Required work:
Repeat the data below exactly, dropping any pictures it holds.

[START Material to process]

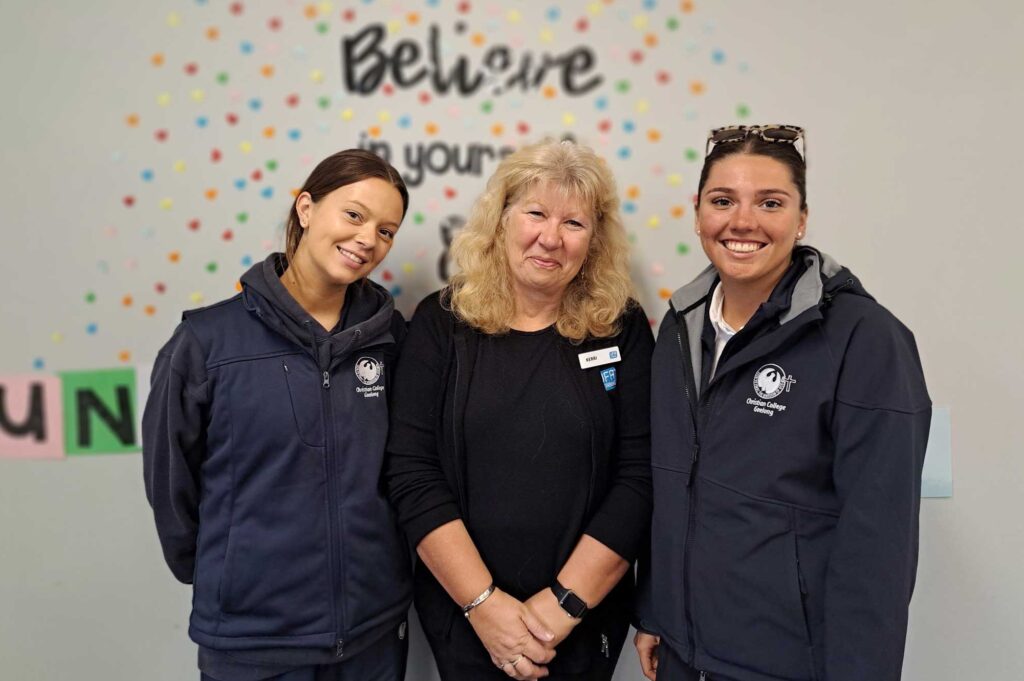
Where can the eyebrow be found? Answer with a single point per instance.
(760, 193)
(367, 209)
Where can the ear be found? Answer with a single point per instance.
(303, 207)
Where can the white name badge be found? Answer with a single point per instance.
(600, 357)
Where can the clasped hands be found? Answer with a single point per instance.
(521, 636)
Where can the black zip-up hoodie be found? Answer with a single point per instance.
(263, 438)
(786, 487)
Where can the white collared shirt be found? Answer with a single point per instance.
(723, 332)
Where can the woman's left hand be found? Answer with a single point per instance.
(545, 606)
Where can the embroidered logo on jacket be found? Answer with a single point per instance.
(369, 372)
(769, 382)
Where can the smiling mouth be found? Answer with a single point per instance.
(351, 256)
(742, 247)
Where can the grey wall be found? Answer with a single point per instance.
(914, 182)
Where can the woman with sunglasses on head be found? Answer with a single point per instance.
(263, 439)
(788, 423)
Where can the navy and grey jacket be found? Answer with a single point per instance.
(786, 486)
(263, 438)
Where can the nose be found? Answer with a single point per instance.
(550, 237)
(743, 217)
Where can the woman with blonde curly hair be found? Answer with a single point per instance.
(518, 457)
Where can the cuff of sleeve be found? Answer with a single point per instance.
(423, 524)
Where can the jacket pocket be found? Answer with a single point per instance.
(276, 581)
(303, 392)
(748, 602)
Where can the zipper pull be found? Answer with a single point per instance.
(693, 465)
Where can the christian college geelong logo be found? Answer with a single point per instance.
(770, 381)
(368, 371)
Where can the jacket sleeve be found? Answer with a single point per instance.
(880, 429)
(623, 519)
(174, 445)
(413, 475)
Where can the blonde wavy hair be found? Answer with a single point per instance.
(481, 294)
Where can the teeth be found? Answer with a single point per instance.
(351, 256)
(742, 247)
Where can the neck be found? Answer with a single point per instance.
(535, 311)
(323, 302)
(740, 301)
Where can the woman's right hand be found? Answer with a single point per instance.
(511, 633)
(647, 649)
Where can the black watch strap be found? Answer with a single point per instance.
(574, 606)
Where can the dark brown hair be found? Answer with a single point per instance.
(784, 153)
(335, 171)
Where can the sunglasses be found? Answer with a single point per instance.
(788, 134)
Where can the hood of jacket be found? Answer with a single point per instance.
(368, 312)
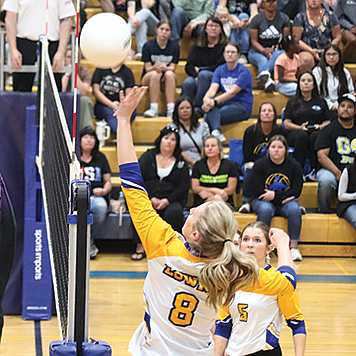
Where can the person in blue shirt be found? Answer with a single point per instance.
(234, 104)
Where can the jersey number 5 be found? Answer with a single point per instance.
(243, 312)
(184, 306)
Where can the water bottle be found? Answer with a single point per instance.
(122, 206)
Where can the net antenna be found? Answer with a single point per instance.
(58, 166)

[END Material to process]

Problem solution:
Where can the eyebrow be found? Answer with a single point per instance.
(760, 193)
(367, 209)
Where can the ear be found? Answer with a single point per instance.
(303, 207)
Where can the white name badge be found? Answer with a single point per instance.
(600, 357)
Where can the clasped hands be found? Answer with a single point per instance.
(521, 636)
Where can the black zip-up hoodie be found? Answer with a single point per instance.
(263, 438)
(786, 487)
Where can the white collared shirt be found? Answer with a single point per instance.
(723, 332)
Where can the woman's left hand be found? Answer with a single point per instance.
(545, 606)
Where can the embroidered logo on jacket be found? Answer with a single point per instance.
(369, 372)
(769, 382)
Where can the smiling mouth be found? Answer with a single point per instance.
(351, 256)
(742, 247)
Where can the grey wall be found? Answer with a single point per instance.
(914, 182)
Where can the woman with sunglasses on head be found? Answer with a single point per instance.
(263, 439)
(788, 423)
Where can the navy and grey jacket be found? Answer with a single point per instance.
(786, 486)
(263, 438)
Where can the nose be found? Answer with a single point per instance.
(550, 237)
(743, 217)
Where can the woman with blonde curly hair be found? Answer with a single point per instance.
(518, 457)
Where can the cuff of sleeve be found? Answer with a single point per instance.
(423, 524)
Where can the jacket pocket be found? Answer with a single point per instance.
(276, 581)
(303, 392)
(748, 602)
Where can the zipper pull be found? Answer with a single point per instance.
(693, 465)
Where can the christian college geelong logo be found? Answer with a single point per instance.
(770, 381)
(368, 371)
Where can the jacket sleeve be found? Answer with a single point per instance.
(880, 429)
(623, 519)
(174, 445)
(413, 475)
Where can the blonde wavy hair be found? Answer with a single point per instance.
(481, 294)
Where can the teeth be found? Answer with a single point per instance.
(351, 256)
(742, 247)
Where can the neck be found? Answer with a single point per instance.
(535, 311)
(323, 302)
(740, 301)
Where can the woman's right hand be found? Answer with a single point per instance.
(511, 633)
(647, 649)
Where can the black watch strap be found? Answer with a single point per instance.
(574, 606)
Where can the dark brown hair be found? Answer with a single point per instance.
(784, 153)
(335, 171)
Where can the sunglasses be found? Answer with a single point per instance.
(788, 134)
Where can the hood of jacket be found? Answer with a single point per instance.
(368, 312)
Where can the person in blue shirt be found? Answer with a single point per instance.
(234, 104)
Where can the jersey number 5 be found? Answer with a single point per instance.
(243, 312)
(184, 306)
Where can the water bottle be found? Answer with a single point per instance.
(122, 206)
Where can the net antenna be found? Answer with a single point per instance.
(58, 166)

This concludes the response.